Neck Pain Determined by Visual Cues


Virtual reality experiments determined that the threshold of pain is increased when the participants do not know the degree of rotation is manipulated.

Changes in neck pain can be altered through visual feedback, according to research published in Psychological Science.

Researchers from the University of South Australia observed 24 chronic neck pain sufferers from various physiotherapy clinics in order to determine if pain would occur at a lesser degree of head rotation when visual feedback overstated true rotation.

They additionally wanted to find out if pain would occur at a greater degree of rotation when visual feedback understated the true rotation. The patients had an average of 11 years of pain, which stemmed from a variety of factors like posture, tension, repeated strain, trauma, and scoliosis.

The patients were instructed to sit in a chair wearing a virtual reality head mounted display (Oculus Rift), which then recorded the patients’ head movements. A seatbelt prevented the patients from moving their torsos, and they wore headphones to block out incidental noise.

Participants were asked to rotate their heads to interact with the scene. They were unaware, however, that the researchers were manipulating some of these scenes to trick the participants into rotating more or less than the participants believed they were.

“The brain does not need danger messages coming from the tissues of the body in order to generate pain in that body part — sensible and reliable cues that predict impending pain are enough to produce the experience of pain,” researcher G. Lorimer Moseley, PhD explained in a press release. “These results suggest a new approach to developing treatments for pain that are based on separating the non danger messages from the danger messages associated with a movement.”
===============
Exercise set:
1. From the neck pain article, reproduce the passage starting at "Virtual reality experiments" and ending at "in Psychological Science.".
2. According to the neck pain article, how many years of pain had the patients had on average?
3. Pick up the neck pain article after its last sentence and carry on writing it.
The listing that follows plays no part in this exercise.
===============
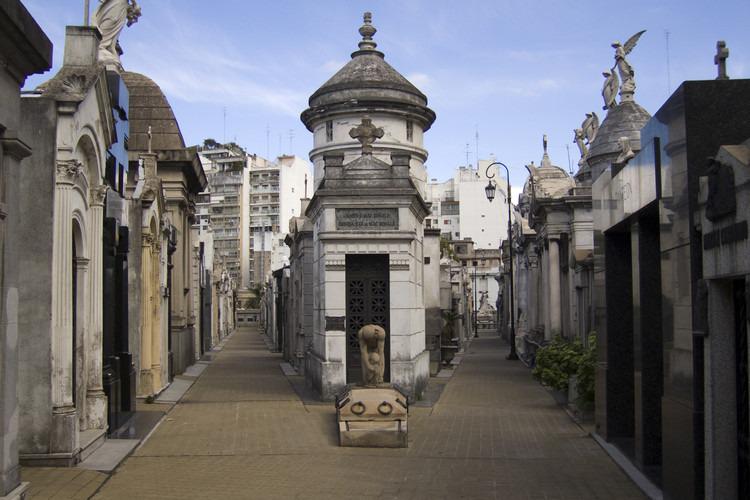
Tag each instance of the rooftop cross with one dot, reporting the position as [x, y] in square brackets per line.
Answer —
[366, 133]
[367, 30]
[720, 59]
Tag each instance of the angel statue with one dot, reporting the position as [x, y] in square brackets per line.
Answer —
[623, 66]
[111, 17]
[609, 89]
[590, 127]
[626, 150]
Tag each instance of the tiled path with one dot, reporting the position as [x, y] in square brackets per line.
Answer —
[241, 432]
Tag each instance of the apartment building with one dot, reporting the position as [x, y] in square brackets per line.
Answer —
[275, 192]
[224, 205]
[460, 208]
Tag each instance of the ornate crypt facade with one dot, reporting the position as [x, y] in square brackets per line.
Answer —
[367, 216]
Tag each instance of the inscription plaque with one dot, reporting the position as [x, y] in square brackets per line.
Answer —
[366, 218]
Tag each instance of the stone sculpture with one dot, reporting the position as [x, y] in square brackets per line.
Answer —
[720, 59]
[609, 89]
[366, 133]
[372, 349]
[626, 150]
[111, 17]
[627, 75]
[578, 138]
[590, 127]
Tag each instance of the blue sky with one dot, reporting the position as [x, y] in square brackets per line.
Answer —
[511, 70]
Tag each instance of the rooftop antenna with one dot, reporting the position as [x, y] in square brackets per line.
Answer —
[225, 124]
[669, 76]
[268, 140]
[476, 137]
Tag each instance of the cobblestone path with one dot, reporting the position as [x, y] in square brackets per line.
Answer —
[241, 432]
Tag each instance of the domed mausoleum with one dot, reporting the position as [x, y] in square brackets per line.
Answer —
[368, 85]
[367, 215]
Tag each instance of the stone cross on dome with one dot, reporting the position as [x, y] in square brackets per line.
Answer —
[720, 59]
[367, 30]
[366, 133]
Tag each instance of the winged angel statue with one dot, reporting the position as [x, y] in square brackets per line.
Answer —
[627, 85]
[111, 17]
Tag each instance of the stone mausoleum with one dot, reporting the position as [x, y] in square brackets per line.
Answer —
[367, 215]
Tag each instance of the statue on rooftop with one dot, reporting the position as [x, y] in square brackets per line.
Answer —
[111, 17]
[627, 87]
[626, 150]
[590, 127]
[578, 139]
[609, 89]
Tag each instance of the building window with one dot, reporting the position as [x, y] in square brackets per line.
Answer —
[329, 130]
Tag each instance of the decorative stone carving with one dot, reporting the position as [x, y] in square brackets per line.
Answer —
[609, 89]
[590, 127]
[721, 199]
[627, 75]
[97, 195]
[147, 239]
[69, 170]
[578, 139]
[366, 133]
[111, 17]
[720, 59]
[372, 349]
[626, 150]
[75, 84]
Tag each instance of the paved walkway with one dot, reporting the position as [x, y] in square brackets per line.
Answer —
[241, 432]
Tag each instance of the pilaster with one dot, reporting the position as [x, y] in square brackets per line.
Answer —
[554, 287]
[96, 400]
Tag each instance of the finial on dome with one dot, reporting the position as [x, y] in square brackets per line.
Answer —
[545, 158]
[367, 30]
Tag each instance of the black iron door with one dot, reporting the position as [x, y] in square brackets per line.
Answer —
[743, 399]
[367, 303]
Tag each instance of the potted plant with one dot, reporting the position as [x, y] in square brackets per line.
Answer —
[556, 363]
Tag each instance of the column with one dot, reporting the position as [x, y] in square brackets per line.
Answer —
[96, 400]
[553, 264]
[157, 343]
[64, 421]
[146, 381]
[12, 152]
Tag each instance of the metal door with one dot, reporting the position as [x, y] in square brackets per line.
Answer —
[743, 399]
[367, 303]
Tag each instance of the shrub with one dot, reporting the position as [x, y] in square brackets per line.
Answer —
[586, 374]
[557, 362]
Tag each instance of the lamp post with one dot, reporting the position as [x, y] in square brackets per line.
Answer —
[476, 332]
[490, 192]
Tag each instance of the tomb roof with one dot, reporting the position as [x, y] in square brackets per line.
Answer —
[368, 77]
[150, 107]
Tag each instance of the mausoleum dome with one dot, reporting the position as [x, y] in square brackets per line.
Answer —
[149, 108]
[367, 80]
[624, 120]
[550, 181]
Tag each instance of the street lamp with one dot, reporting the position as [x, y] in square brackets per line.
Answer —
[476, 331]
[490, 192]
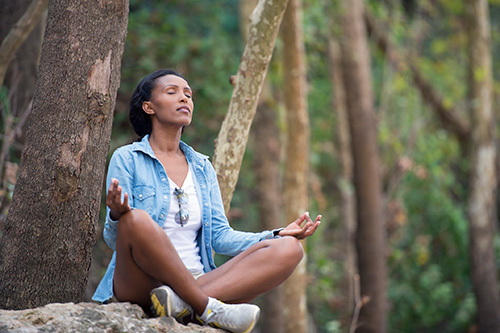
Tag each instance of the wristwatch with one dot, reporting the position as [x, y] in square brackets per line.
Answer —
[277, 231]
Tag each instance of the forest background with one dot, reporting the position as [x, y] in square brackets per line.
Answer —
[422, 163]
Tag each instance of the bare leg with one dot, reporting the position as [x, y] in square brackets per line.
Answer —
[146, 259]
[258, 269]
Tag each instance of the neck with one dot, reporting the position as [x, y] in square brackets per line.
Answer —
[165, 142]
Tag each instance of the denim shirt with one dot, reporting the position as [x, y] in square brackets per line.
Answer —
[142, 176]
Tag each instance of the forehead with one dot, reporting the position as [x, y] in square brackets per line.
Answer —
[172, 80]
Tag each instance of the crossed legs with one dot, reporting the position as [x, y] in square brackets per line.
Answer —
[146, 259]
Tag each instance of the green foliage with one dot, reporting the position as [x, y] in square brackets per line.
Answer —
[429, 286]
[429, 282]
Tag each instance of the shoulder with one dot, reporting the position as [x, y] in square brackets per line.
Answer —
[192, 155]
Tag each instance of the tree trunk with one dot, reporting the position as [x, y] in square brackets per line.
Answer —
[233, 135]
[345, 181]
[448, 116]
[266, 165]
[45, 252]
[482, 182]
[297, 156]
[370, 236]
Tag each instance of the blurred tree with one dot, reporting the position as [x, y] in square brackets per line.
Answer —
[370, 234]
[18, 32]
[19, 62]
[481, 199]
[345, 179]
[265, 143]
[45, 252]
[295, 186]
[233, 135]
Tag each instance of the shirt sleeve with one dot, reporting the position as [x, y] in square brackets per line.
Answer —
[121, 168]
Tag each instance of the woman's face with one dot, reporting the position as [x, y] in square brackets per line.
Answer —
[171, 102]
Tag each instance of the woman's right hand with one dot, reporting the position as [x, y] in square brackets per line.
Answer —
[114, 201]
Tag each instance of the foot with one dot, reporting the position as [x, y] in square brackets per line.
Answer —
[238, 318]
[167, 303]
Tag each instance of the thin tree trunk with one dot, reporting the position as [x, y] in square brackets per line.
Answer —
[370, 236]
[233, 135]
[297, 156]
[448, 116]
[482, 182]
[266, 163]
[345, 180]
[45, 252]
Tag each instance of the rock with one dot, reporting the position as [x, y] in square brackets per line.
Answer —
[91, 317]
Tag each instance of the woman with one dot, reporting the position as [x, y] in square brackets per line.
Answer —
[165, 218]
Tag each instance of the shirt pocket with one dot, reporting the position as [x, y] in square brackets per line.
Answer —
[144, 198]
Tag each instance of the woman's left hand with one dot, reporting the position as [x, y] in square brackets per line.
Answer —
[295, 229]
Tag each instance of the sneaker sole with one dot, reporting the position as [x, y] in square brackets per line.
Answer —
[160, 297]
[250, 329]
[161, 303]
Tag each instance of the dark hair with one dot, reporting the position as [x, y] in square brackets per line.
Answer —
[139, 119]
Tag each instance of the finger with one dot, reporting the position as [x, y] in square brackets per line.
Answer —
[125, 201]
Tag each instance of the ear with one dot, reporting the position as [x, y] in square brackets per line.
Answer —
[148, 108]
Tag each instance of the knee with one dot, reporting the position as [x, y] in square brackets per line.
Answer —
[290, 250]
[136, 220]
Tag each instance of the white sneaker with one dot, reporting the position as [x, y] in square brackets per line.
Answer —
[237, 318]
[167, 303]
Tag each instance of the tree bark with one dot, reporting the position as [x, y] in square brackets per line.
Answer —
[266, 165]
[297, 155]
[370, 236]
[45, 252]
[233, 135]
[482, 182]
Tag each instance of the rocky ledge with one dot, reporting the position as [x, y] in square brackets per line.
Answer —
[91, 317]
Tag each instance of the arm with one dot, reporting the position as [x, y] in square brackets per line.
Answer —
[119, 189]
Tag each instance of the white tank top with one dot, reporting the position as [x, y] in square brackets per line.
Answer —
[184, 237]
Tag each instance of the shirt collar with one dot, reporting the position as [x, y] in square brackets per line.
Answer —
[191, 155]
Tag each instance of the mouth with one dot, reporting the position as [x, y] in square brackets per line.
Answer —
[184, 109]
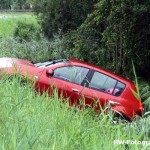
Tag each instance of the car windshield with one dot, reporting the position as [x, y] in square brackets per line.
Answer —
===============
Answers in order:
1.
Virtual reality experiments determined that the threshold of pain is increased when the participants do not know the degree of rotation is manipulated.

Changes in neck pain can be altered through visual feedback, according to research published in Psychological Science.

2. 11 years

3.
The participants were able to turn their heads 6 percent farther than they normally would be able to when the researchers understated the actual head rotation. When the researchers overstated head rotation of the participants, their pain free range shrank by an average of 7 percent. The patients did not report any differences in the intensity of pain across the various conditions, which the researchers believe is important.

“We were surprised at how robust and predictable this pattern of results was,” Moseley continued. “If cues signaling danger amplify or indeed trigger pain, then these cues present a novel target for therapy.”

Previous research has indicated that external signals can influence the intensity of pain experiences, which this study supported. But these results are novel because external signals additionally can increase the threshold at which pain is experienced, the authors commented.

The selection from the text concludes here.